■ **WRITTEN EXERCISE A**
In the passage about the Partnership's offshore oil and gas interests, list every factor named in the sentence that begins "These factors include".
■ **WRITTEN EXERCISE B**
Reproduce the passage about the Partnership's offshore oil and gas interests from "Since inception, the" to "federal lease sales.".

■ **PROVIDED PASSAGE**
begin

The Partnership purchased, at cost, an 85 percent interest in offshore leasehold interests acquired by Apache as a co-venturer in a series of oil and gas exploration, development and production activities on 87 federal lease tracts in the Gulf of Mexico, offshore Louisiana and Texas. The remaining 15 percent interest was purchased by an affiliated partnership or retained by Apache. The Partnership acquired an increased net revenue interest in Matagorda Island Blocks 681 and 682 in November 1992, when the Partnership and Apache formed a joint venture to acquire a 92.6 percent working interest in the blocks.
Since inception, the Partnership has participated in 14 federal offshore lease sales in which 49 prospects were acquired (over the same period, 45 of those prospects have been surrendered/sold). The Partnership’s working interests in the four remaining venture prospects range from 6.29 percent to 7.08 percent. As of December 31, 2011, the Partnership held a remaining interest in nine tracts acquired through federal lease sales.
The Partnership’s future financial condition and results of operations will depend largely upon prices received for its oil and natural gas production and the costs of acquiring, finding, developing and producing reserves. A substantial portion of the Partnership’s production is sold under market-sensitive contracts. Prices for oil and natural gas are subject to fluctuations in response to changes in supply, market uncertainty and a variety of factors beyond the Partnership’s control. These factors include worldwide political instability (especially in the Middle East), the foreign supply of oil and natural gas, the price of foreign imports, the level of consumer demand, and the price and availability of alternative fuels.

end

■ **PROVIDED DATA**

begin

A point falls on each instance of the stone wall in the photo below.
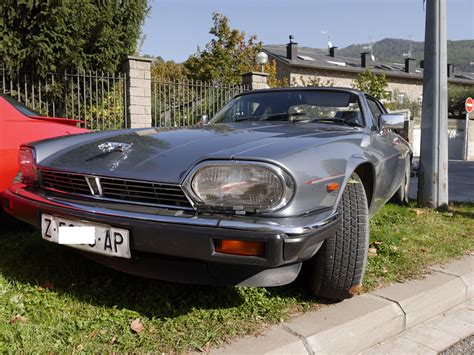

end

■ **TASK OUTPUT A**
- Worldwide political instability (especially in the Middle East)
- The foreign supply of oil and natural gas
- The price of foreign imports
- The level of consumer demand
- The price and availability of alternative fuels

■ **TASK OUTPUT B**
Since inception, the Partnership has participated in 14 federal offshore lease sales in which 49 prospects were acquired (over the same period, 45 of those prospects have been surrendered/sold). The Partnership’s working interests in the four remaining venture prospects range from 6.29 percent to 7.08 percent. As of December 31, 2011, the Partnership held a remaining interest in nine tracts acquired through federal lease sales.